▸ **Texto en estudio**
Dediqué mi vida a los jóvenes en condiciones de vulnerabilidad; ya en barrios o en escuelas o en universidades y como experiencia de vida, sostengo que es posible construir proyectos de vida exitosos que provoquen una vida plena y de felicidad, cuando hay ambientes preventivos plenos de amor. Pero cuando no hay límites, reglas, valores, todo se pierde. El niño aprende desde esa edad temprana, que puede “tomar la medida a los adultos” y asimila pronto, que el mundo no tiene reglas y todo se permite, incluso, matar.
Ya en la casa como en la escuela, el trabajo o en la vida social, el joven que de niño no tuvo principios, y que estuvo rodeado de un ambiente de abandono, violencia y pobreza, cae rápido en la tentación y realidad de probar las conductas de riesgo y las adicciones. Aún en ambientes de gente con dinero, los jóvenes que no tuvieron el círculo del amor que da la familia o figuras importantes que les den ejemplos, son los potenciales delincuentes. También el abandono y la violencia intrafamiliar se refleja en enfermedades mentales, sí. Pero las conductas antisociales son el reflejo directo del abandono que hemos tenido como familia y como sociedad.
Es más fuerte el ambiente positivo, de redes de amor y fraternidad, que la misma genética. Contra lo que pudiera pensarse, la sociedad puede rescatar a los jóvenes que tienen los mínimos de una carga genética de bondad. Son los proyectos positivos que se dan en escuelas, barrios, núcleos familiares, lazos vecinales, grupos juveniles, iglesias, los que permiten brincar a los jóvenes de la desgracia del crimen y la desesperanza. Esto es, que los abrazos, sí sirven, son necesarios, los necesitamos.

▸ **Ítems del conjunto**
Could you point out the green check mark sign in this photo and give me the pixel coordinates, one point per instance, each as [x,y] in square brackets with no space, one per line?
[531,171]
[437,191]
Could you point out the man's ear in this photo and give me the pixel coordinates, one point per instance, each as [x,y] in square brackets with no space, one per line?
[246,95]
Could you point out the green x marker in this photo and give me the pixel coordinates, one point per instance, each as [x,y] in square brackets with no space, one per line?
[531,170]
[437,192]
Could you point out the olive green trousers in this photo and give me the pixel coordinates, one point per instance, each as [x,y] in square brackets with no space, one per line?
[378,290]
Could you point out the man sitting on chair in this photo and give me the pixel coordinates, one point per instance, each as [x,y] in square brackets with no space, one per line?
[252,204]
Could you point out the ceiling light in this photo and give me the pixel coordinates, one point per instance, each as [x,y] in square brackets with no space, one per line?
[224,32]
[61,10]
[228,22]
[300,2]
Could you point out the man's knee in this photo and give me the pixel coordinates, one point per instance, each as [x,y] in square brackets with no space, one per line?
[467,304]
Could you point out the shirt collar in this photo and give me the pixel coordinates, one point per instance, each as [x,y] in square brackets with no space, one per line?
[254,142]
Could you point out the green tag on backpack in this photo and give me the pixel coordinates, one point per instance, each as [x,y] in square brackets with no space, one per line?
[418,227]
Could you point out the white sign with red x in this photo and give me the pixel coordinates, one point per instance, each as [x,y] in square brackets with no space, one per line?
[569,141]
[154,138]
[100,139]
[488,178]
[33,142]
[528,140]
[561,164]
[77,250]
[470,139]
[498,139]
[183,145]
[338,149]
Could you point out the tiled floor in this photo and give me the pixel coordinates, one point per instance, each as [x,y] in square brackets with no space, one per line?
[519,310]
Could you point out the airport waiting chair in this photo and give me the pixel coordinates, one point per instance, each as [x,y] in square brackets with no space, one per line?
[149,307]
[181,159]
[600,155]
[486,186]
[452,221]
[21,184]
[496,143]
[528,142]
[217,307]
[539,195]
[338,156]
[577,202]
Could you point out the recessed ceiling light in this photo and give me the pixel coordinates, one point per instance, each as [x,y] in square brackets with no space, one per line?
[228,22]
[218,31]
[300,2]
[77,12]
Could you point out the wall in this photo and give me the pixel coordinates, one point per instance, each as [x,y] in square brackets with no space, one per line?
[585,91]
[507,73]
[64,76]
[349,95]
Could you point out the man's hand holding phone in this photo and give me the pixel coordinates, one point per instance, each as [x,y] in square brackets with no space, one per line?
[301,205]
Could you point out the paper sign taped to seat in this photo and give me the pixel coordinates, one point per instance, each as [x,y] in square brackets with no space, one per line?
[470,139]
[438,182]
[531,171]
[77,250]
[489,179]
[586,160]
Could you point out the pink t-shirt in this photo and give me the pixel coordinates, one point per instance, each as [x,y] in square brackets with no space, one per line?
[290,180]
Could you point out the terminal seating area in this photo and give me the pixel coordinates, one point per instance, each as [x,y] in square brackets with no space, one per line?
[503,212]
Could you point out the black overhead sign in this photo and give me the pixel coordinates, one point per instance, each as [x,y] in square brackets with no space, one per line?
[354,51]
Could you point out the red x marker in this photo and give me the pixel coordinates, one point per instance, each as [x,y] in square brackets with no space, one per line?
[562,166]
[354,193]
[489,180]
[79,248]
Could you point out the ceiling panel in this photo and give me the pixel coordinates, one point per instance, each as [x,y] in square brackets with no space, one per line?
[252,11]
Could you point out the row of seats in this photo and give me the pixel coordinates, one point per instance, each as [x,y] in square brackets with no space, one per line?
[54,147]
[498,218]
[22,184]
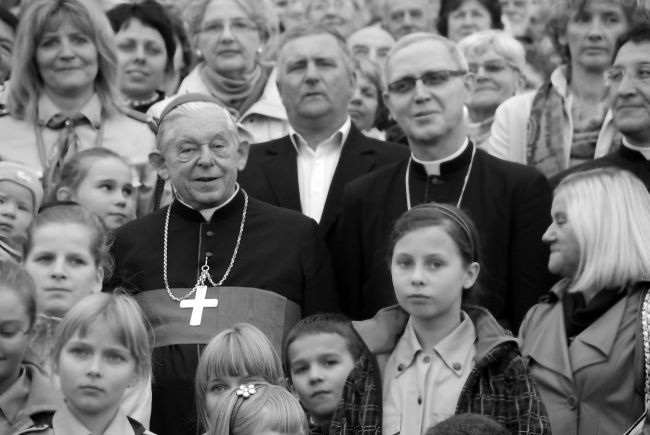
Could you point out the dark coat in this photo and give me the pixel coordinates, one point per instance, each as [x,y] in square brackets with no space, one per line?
[271,173]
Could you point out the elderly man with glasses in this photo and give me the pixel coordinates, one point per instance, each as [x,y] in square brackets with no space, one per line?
[428,85]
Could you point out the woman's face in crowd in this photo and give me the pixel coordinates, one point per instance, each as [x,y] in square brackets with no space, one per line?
[62,265]
[470,17]
[592,33]
[364,103]
[67,61]
[228,39]
[142,60]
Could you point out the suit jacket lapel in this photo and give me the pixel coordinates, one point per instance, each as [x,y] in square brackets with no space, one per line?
[282,173]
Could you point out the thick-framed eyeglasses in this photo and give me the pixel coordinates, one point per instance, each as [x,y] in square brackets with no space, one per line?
[237,26]
[429,79]
[639,74]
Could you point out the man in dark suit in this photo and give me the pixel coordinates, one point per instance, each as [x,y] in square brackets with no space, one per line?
[308,169]
[428,84]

▸ **Instrucciones de tarea**
Retoma el texto sobre los jóvenes en condiciones de vulnerabilidad a partir de su última oración y prosigue su desarrollo. Los ítems son material independiente del texto sobre los jóvenes en condiciones de vulnerabilidad.

▸ **Respuesta**
Solo que antes de los abrazos, siempre debe haber reglas. Las que definen los padres. Los que establece la institución educativa. La que dan las leyes sociales en una comunidad. Las que la empresa plantea desde su Misión. El niño o el joven que no tiene reglas basadas en valores que aprende en la casa, siempre las rechazará y romperá el orden social. Ofrecer abrazos sin reglas, es formar a niños sin límites que el día de mañana serán delincuentes reales. Por eso, la cultura mexicana, tan permisiva, la tan sin reglas, la que evita la ley, nos ha dado como resultado, a una sociedad que tolera e incluso ahora, hace apología del delito, pues acepta que el gobierno mismo, no respete la ley. “No salgan con que la ley es la ley” como lo dice el propio presidente AMLO.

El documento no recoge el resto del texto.